Arrange every line of the rows below as a Markdown table with two columns, No and Line. Number each line in No, and leave out blank lines.

• _ENTRIES SUPPLIED_:
-=-=-

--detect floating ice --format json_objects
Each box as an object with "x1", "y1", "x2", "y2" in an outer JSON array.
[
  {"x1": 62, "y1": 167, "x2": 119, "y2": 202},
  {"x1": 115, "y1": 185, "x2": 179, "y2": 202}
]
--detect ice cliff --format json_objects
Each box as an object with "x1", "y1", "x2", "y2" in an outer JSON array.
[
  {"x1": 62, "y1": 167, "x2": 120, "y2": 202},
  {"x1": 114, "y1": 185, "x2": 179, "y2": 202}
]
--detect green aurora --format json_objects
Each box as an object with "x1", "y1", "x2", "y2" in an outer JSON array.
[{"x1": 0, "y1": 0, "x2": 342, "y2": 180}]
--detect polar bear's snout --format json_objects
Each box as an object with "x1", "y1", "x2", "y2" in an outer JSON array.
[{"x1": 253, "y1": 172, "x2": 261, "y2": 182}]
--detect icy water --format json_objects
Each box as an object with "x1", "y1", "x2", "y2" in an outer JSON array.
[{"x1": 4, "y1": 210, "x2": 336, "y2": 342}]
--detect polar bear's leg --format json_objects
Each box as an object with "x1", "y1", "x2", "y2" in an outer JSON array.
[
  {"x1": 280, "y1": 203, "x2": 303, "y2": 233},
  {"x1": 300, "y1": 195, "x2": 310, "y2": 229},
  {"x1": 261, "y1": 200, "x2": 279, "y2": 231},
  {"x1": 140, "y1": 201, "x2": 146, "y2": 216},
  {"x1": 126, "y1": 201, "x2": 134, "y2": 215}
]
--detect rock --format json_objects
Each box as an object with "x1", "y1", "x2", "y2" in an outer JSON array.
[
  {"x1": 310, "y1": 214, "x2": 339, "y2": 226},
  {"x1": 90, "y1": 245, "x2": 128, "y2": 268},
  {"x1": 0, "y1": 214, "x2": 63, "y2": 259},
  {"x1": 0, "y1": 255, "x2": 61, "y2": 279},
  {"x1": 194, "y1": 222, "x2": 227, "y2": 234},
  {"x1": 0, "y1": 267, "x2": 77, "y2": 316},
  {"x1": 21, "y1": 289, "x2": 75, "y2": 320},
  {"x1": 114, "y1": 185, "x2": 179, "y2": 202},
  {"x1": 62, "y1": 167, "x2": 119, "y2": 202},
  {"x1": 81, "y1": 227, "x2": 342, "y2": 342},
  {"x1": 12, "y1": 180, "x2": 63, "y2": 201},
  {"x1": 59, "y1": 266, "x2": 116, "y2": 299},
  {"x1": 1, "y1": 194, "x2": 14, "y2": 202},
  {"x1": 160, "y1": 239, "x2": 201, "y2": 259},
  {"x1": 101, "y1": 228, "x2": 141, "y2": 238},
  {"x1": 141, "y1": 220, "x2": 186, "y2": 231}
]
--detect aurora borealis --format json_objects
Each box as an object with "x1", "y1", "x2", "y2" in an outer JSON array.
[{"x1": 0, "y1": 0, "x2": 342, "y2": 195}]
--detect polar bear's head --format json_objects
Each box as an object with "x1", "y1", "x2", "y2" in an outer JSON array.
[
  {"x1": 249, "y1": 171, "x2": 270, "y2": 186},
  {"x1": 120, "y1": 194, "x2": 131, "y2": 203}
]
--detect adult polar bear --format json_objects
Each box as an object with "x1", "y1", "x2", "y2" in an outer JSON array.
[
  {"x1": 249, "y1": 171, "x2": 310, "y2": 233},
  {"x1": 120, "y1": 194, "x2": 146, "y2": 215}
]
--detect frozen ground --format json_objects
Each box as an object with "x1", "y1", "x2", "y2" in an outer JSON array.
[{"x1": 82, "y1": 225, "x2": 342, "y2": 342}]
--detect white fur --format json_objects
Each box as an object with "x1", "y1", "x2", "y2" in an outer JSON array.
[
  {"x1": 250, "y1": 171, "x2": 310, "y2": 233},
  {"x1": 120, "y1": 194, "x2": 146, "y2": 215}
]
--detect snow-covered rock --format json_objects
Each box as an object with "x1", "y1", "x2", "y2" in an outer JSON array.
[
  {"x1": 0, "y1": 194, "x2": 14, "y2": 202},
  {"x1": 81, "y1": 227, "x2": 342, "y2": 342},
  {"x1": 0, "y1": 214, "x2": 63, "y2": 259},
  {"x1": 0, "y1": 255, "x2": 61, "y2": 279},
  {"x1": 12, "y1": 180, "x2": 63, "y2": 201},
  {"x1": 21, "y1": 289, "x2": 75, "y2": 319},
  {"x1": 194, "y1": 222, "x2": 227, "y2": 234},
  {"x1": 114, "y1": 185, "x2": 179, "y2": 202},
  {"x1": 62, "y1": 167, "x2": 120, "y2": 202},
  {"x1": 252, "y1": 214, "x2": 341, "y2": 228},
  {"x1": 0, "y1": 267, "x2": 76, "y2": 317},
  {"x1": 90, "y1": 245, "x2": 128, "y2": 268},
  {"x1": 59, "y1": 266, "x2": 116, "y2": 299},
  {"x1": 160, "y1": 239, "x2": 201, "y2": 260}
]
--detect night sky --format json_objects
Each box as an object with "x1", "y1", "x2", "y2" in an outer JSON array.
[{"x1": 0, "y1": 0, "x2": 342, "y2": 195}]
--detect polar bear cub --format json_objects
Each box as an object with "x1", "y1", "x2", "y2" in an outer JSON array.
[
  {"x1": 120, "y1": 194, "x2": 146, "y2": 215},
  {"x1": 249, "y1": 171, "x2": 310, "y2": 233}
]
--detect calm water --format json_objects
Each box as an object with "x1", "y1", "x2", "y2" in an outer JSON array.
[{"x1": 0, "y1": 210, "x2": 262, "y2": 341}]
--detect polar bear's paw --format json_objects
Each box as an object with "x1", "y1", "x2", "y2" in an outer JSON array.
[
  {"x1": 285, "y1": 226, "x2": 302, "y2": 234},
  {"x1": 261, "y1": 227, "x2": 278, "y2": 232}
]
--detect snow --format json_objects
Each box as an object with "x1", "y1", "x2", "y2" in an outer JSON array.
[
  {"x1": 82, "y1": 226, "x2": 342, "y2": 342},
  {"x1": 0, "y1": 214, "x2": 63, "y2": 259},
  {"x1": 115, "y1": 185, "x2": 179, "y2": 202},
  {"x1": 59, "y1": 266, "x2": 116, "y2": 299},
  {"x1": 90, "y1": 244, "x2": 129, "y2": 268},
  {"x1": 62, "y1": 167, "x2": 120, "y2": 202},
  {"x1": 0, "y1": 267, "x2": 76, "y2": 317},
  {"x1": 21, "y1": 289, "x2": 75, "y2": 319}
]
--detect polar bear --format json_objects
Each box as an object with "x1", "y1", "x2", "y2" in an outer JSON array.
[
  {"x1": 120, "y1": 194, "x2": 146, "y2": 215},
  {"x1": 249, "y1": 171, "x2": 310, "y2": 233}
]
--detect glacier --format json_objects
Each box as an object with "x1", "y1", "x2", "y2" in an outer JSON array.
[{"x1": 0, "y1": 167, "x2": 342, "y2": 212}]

-=-=-

• _FINAL RESULT_:
| No | Line |
|---|---|
| 1 | --detect floating ice --format json_objects |
| 2 | Each box as an object with "x1", "y1", "x2", "y2" in an outer JSON array. |
| 3 | [ |
| 4 |   {"x1": 62, "y1": 167, "x2": 119, "y2": 202}, |
| 5 |   {"x1": 115, "y1": 185, "x2": 179, "y2": 202} |
| 6 | ] |
| 7 | --detect ice cliff --format json_objects |
| 8 | Each box as an object with "x1", "y1", "x2", "y2" in an outer JSON array. |
| 9 | [ |
| 10 |   {"x1": 62, "y1": 167, "x2": 120, "y2": 202}, |
| 11 |   {"x1": 114, "y1": 185, "x2": 179, "y2": 202} |
| 12 | ] |
| 13 | --detect green aurora --format json_objects |
| 14 | Each box as an object with "x1", "y1", "x2", "y2" in an outer JSON array. |
| 15 | [{"x1": 0, "y1": 0, "x2": 342, "y2": 180}] |
| 16 | --detect polar bear's snout --format json_objects |
| 17 | Each box as an object with "x1", "y1", "x2", "y2" in an outer JSON array. |
| 18 | [{"x1": 253, "y1": 172, "x2": 261, "y2": 182}] |
| 19 | --detect icy water --format json_objects |
| 20 | Each box as an object with "x1", "y1", "x2", "y2" in an outer JSON array. |
| 21 | [{"x1": 4, "y1": 210, "x2": 336, "y2": 342}] |
| 22 | --detect polar bear's leg --format json_objects |
| 23 | Each box as an object with "x1", "y1", "x2", "y2" in an outer JSON array. |
| 24 | [ |
| 25 |   {"x1": 280, "y1": 203, "x2": 303, "y2": 233}, |
| 26 |   {"x1": 300, "y1": 195, "x2": 310, "y2": 229}, |
| 27 |   {"x1": 261, "y1": 200, "x2": 279, "y2": 231}, |
| 28 |   {"x1": 140, "y1": 201, "x2": 146, "y2": 216}, |
| 29 |   {"x1": 126, "y1": 201, "x2": 134, "y2": 215} |
| 30 | ] |
| 31 | --detect rock --format json_objects |
| 32 | Each box as an object with "x1", "y1", "x2", "y2" in an outer JSON array. |
| 33 | [ |
| 34 |   {"x1": 310, "y1": 214, "x2": 339, "y2": 226}, |
| 35 |   {"x1": 90, "y1": 245, "x2": 128, "y2": 268}, |
| 36 |   {"x1": 0, "y1": 214, "x2": 63, "y2": 259}, |
| 37 |   {"x1": 0, "y1": 255, "x2": 61, "y2": 279}, |
| 38 |   {"x1": 194, "y1": 222, "x2": 227, "y2": 234}, |
| 39 |   {"x1": 0, "y1": 267, "x2": 77, "y2": 316}, |
| 40 |   {"x1": 21, "y1": 289, "x2": 75, "y2": 320}, |
| 41 |   {"x1": 114, "y1": 185, "x2": 179, "y2": 202}, |
| 42 |   {"x1": 62, "y1": 167, "x2": 119, "y2": 202}, |
| 43 |   {"x1": 81, "y1": 227, "x2": 342, "y2": 342}, |
| 44 |   {"x1": 12, "y1": 180, "x2": 63, "y2": 201}, |
| 45 |   {"x1": 59, "y1": 266, "x2": 116, "y2": 299}, |
| 46 |   {"x1": 1, "y1": 194, "x2": 14, "y2": 202}, |
| 47 |   {"x1": 160, "y1": 239, "x2": 201, "y2": 259}, |
| 48 |   {"x1": 101, "y1": 228, "x2": 141, "y2": 238}, |
| 49 |   {"x1": 141, "y1": 220, "x2": 186, "y2": 231} |
| 50 | ] |
| 51 | --detect aurora borealis --format json_objects |
| 52 | Each box as an object with "x1", "y1", "x2", "y2" in an outer JSON array. |
| 53 | [{"x1": 0, "y1": 0, "x2": 342, "y2": 195}] |
| 54 | --detect polar bear's head --format json_objects |
| 55 | Each box as an object with "x1", "y1", "x2", "y2" in an outer JSON array. |
| 56 | [ |
| 57 |   {"x1": 249, "y1": 171, "x2": 270, "y2": 186}, |
| 58 |   {"x1": 120, "y1": 194, "x2": 131, "y2": 203} |
| 59 | ] |
| 60 | --detect adult polar bear --format json_objects |
| 61 | Each box as an object with "x1", "y1", "x2", "y2" in an outer JSON array. |
| 62 | [ |
| 63 |   {"x1": 249, "y1": 171, "x2": 310, "y2": 233}, |
| 64 |   {"x1": 120, "y1": 194, "x2": 146, "y2": 215} |
| 65 | ] |
| 66 | --detect frozen ground --format json_objects |
| 67 | Each box as an object with "x1", "y1", "x2", "y2" in an outer JSON array. |
| 68 | [{"x1": 82, "y1": 225, "x2": 342, "y2": 342}] |
| 69 | --detect white fur --format json_objects |
| 70 | Each box as an object with "x1", "y1", "x2", "y2" in an outer JSON array. |
| 71 | [ |
| 72 |   {"x1": 250, "y1": 171, "x2": 310, "y2": 233}, |
| 73 |   {"x1": 120, "y1": 194, "x2": 146, "y2": 215} |
| 74 | ] |
| 75 | --detect snow-covered rock --format json_objects |
| 76 | Each box as an object with "x1", "y1", "x2", "y2" in an outer JSON array. |
| 77 | [ |
| 78 |   {"x1": 0, "y1": 194, "x2": 14, "y2": 202}, |
| 79 |   {"x1": 81, "y1": 227, "x2": 342, "y2": 342}, |
| 80 |   {"x1": 0, "y1": 214, "x2": 63, "y2": 259}, |
| 81 |   {"x1": 0, "y1": 255, "x2": 61, "y2": 279}, |
| 82 |   {"x1": 12, "y1": 180, "x2": 63, "y2": 201}, |
| 83 |   {"x1": 21, "y1": 289, "x2": 75, "y2": 319}, |
| 84 |   {"x1": 194, "y1": 222, "x2": 227, "y2": 234}, |
| 85 |   {"x1": 114, "y1": 185, "x2": 179, "y2": 202}, |
| 86 |   {"x1": 62, "y1": 167, "x2": 120, "y2": 202}, |
| 87 |   {"x1": 252, "y1": 214, "x2": 341, "y2": 228}, |
| 88 |   {"x1": 0, "y1": 267, "x2": 76, "y2": 317}, |
| 89 |   {"x1": 90, "y1": 245, "x2": 128, "y2": 268}, |
| 90 |   {"x1": 59, "y1": 266, "x2": 116, "y2": 299}, |
| 91 |   {"x1": 160, "y1": 239, "x2": 201, "y2": 260} |
| 92 | ] |
| 93 | --detect night sky --format json_objects |
| 94 | Each box as an object with "x1", "y1", "x2", "y2" in an outer JSON array. |
| 95 | [{"x1": 0, "y1": 0, "x2": 342, "y2": 195}] |
| 96 | --detect polar bear cub --format json_objects |
| 97 | Each box as an object with "x1", "y1", "x2", "y2" in an outer JSON array. |
| 98 | [ |
| 99 |   {"x1": 120, "y1": 194, "x2": 146, "y2": 215}, |
| 100 |   {"x1": 249, "y1": 171, "x2": 310, "y2": 233} |
| 101 | ] |
| 102 | --detect calm water --format json_objects |
| 103 | Each box as an object with "x1", "y1", "x2", "y2" in an outer JSON array. |
| 104 | [{"x1": 0, "y1": 210, "x2": 262, "y2": 341}] |
| 105 | --detect polar bear's paw --format json_objects |
| 106 | Each box as an object with "x1", "y1", "x2", "y2" in an outer JSON array. |
| 107 | [ |
| 108 |   {"x1": 285, "y1": 226, "x2": 302, "y2": 234}, |
| 109 |   {"x1": 261, "y1": 227, "x2": 278, "y2": 232} |
| 110 | ] |
| 111 | --detect snow --format json_objects |
| 112 | Each box as an object with "x1", "y1", "x2", "y2" in an outer JSON array. |
| 113 | [ |
| 114 |   {"x1": 82, "y1": 226, "x2": 342, "y2": 342}, |
| 115 |   {"x1": 0, "y1": 214, "x2": 63, "y2": 259}, |
| 116 |   {"x1": 115, "y1": 185, "x2": 179, "y2": 202}, |
| 117 |   {"x1": 59, "y1": 266, "x2": 116, "y2": 299}, |
| 118 |   {"x1": 90, "y1": 244, "x2": 129, "y2": 268}, |
| 119 |   {"x1": 62, "y1": 167, "x2": 120, "y2": 202}, |
| 120 |   {"x1": 0, "y1": 267, "x2": 76, "y2": 317}, |
| 121 |   {"x1": 21, "y1": 289, "x2": 75, "y2": 319} |
| 122 | ] |
| 123 | --detect polar bear --format json_objects |
| 124 | Each box as an object with "x1", "y1", "x2", "y2" in an outer JSON array. |
| 125 | [ |
| 126 |   {"x1": 120, "y1": 194, "x2": 146, "y2": 215}, |
| 127 |   {"x1": 249, "y1": 171, "x2": 310, "y2": 233} |
| 128 | ] |
| 129 | --detect glacier --format json_objects |
| 130 | Each box as an object with "x1", "y1", "x2", "y2" in an outer JSON array. |
| 131 | [{"x1": 0, "y1": 167, "x2": 342, "y2": 212}] |